EXTRAIT =>

————————

Grève

Les travailleurs fantômes de l’Opéra

Grève

par Ludovic Simbille

Plusieurs centaines de travailleurs sans papiers ont installé leur piquet de grève devant l’Opéra Bastille à Paris. Depuis maintenant neuf mois, ils revendiquent encore et toujours ce qui devrait être évident : leur régularisation. Le ballet des négociations avec le gouvernement a repris, pendant que la préfecture préfère jouer de la matraque en envoyant ses valkyries. Rencontre avec ces travailleurs sortis de l’ombre.

Photo : © Olivier Bénier

Il est 7h30, ce jeudi 2 juin, place de la Bastille. Dans les couloirs de métro, une nuée de Franciliens se rendent à leur boulot. Au-dessus de leur tête encore endormie, on s’agite. Un escadron de CRS sort matraques et lacrymogènes contre 160 travailleurs sans-papiers, majoritairement africains. Les forces de l’ordre obligent ces salariés en grève à quitter les marches de l’Opéra national de Paris qu’ils occupent depuis une semaine. « Ils sont passés par l’intérieur de l’Opéra, ils nous ont attaqués par en haut, dans le dos. C’était violent, très violent », raconte l’un d’entre eux, exaspéré. La préfecture a beau expliquer à l’AFP qu’il s’agit d’une opération « calme » et sans interpellations, c’est un ballet brutal auquel se prêtent les policiers. Quelques blessés « légers » et 43 personnes embarquées. Toutes sont relâchées le soir-même ou le lendemain.

————————

EXERCICES À FAIRE =>
[1] Dans l'article sur les travailleurs sans papiers de l'Opéra, combien de personnes ont été embarquées le jeudi 2 juin ?
[2] Rédigez la suite de l'article sur les travailleurs sans papiers de l'Opéra, à partir de la phrase qui le termine.

LIGNES FOURNIES =>
————————

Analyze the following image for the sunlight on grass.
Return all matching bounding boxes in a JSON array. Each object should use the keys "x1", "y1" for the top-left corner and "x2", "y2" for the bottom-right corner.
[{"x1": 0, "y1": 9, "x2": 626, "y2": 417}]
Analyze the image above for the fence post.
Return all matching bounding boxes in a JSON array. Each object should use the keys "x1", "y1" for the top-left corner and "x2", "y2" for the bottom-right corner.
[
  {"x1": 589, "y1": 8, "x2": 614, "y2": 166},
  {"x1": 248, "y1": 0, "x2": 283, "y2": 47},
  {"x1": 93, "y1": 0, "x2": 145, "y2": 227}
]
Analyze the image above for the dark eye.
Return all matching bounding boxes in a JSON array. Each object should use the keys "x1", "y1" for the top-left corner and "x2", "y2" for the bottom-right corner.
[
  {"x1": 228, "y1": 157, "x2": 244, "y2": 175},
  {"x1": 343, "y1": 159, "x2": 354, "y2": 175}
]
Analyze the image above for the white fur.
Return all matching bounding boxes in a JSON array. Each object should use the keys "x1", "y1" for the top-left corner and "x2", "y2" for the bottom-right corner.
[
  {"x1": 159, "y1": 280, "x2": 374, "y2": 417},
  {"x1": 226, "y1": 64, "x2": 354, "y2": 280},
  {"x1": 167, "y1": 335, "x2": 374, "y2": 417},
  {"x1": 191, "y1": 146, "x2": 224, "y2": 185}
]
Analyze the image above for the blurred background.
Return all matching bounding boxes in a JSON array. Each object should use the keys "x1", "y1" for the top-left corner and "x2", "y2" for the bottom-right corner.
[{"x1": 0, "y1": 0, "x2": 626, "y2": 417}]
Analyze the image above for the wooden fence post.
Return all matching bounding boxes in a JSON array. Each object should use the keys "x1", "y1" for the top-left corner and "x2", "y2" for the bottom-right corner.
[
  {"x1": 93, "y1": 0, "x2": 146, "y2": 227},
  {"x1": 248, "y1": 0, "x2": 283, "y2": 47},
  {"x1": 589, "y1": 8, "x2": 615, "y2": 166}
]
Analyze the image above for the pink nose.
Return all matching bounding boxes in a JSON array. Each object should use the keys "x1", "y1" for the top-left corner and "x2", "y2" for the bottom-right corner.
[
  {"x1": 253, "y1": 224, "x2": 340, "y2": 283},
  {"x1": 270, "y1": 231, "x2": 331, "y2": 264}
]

————————

RÉPONSES PAR EXERCICE =>
[1] 43 personnes ont été embarquées.

[2]
Soutenus par onze organisations syndicales et associatives [1], 6.000 travailleurs sans-papiers mènent une grève depuis le 12 octobre 2009. Ils réclament la mise en œuvre d’une circulaire permettant leur régularisation sur des « critères clairs, simples et uniformes sur tout le territoire national ». Objectif : ne plus être confrontés à l’arbitraire préfectoral, bénéficier des mêmes droits comme tout salarié s’acquittant de ses cotisations sociales, et lutter contre le nivellement par le bas des conditions de travail dans des secteurs comme le BTP, la restauration ou le nettoyage.

Côté patrons et directions aussi, on s’agite. Près de 2.000 entreprises sont concernées par cette grève. En mars, L’Association nationale des DRH (ANDRH), Ethic (le mouvement d’entreprises présidé par Sophie de Menton), la CGPME (Confédération générale des PME) et Veolia Propreté reconnaissent la nécessité de la régularisation des travailleurs illégaux et demandent une « clarification des procédures ». Mieux vaut tard que jamais ! Forcés de trouver un terrain d’entente avec les syndicats, ils ont participé à une « approche commune » comportant ainsi l’élaboration de certains critères.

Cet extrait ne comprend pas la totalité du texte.